Short-term effects of abrupt salinity changes on aquaculture biofilter performance and microbial communities

Authors: COSTIGAN, ELIZA - University Of Maine; BOUCHARD, DEBORAH - University Of Maine; ISHAQ, SUZANNE - University Of Maine; MACRAE, JEAN - University Of Maine

Submitted to: Water
Publication Type: Peer Reviewed Journal
Publication Acceptance Date: 10/8/2024
Publication Date: 10/13/2024
Citation: Costigan, E., Bouchard, D.A., Ishaq, S.L., MacRae, J.D. 2024. Short-term effects of abrupt salinity changes on aquaculture biofilter performance and microbial communities. Water. 16. Article 2911.

Interpretive Summary: Recirculating aquaculture systems (RASs) have become an increasingly popular source of high-quality protein production, with strong potential to supplement traditional, water intensive aquaculture methods. In RASs, optimal conditions allow for low water exchange, targeted at around 300 L per kg feed. Thus, to maintain the water quality required for healthy animal growth, the recirculated water must be treated to remove or transform fish waste products. When fish consume proteins in food, some of the nitrogen is excreted through the gills in the form of ammonium. Most aquatic animal species cannot tolerate more than 1.0 mg L-1 of total ammonia nitrogen (TAN) in water; ideally, the concentration for long-term exposure should be kept under 0.05 mg L-1. It is imperative that the ammonia-nitrogen be converted to its less toxic form, nitrate, before the RAS water is recirculated or discharged. This conversion, nitrification, is a two-step process where ammonium (NH4 + ) is converted to nitrite (NO2 -), and then to nitrate (NO3 -), in an aerobic environment. The microorganisms that perform these conversions in biofilters grow in biofilms on plastic beads or other filter media. These microorganisms, also called nitrifiers, are sensitive to changes in their environment, such as changes in pH, temperature, and salinity. Changes in salinity of RASs can be convenient when raising anadromous species such as Atlantic salmon, as this eliminates the need for multiple biofilters operated at different salinities. This could be particularly beneficial for smaller-scale RASs, though shifting salinities abruptly has proven to be a hindrance to biofilter performance.

=-=-=

**Questions on the material:**
• a. According to the biofilter summary, what rate of water exchange do optimal conditions in recirculating aquaculture systems allow?
• b. Output the portion of the biofilter summary starting at "Authors: COSTIGAN, ELIZA" and ending at "16. Article 2911.".

**Point localization data:**

=-=-=

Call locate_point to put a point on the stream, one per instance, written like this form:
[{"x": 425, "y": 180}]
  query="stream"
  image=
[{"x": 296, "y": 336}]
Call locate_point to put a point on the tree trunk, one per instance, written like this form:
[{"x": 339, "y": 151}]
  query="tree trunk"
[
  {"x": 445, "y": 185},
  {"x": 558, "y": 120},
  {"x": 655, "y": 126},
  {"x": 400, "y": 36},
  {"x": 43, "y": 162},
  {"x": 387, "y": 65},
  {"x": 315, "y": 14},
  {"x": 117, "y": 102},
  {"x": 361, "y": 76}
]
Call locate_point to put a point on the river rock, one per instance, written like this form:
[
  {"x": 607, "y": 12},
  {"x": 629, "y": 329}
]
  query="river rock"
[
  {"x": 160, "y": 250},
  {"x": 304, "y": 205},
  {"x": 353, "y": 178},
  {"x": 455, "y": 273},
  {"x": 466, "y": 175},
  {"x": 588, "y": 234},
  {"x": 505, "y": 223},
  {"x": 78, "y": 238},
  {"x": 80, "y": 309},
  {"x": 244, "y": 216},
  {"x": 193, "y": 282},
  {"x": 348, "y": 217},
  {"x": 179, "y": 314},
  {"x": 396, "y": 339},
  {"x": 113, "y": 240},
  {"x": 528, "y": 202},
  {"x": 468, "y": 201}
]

=-=-=

**Task solutions:**
• a. Around 300 L per kg feed.

• b.
Authors: COSTIGAN, ELIZA - University Of Maine; BOUCHARD, DEBORAH - University Of Maine; ISHAQ, SUZANNE - University Of Maine; MACRAE, JEAN - University Of Maine

Submitted to: Water
Publication Type: Peer Reviewed Journal
Publication Acceptance Date: 10/8/2024
Publication Date: 10/13/2024
Citation: Costigan, E., Bouchard, D.A., Ishaq, S.L., MacRae, J.D. 2024. Short-term effects of abrupt salinity changes on aquaculture biofilter performance and microbial communities. Water. 16. Article 2911.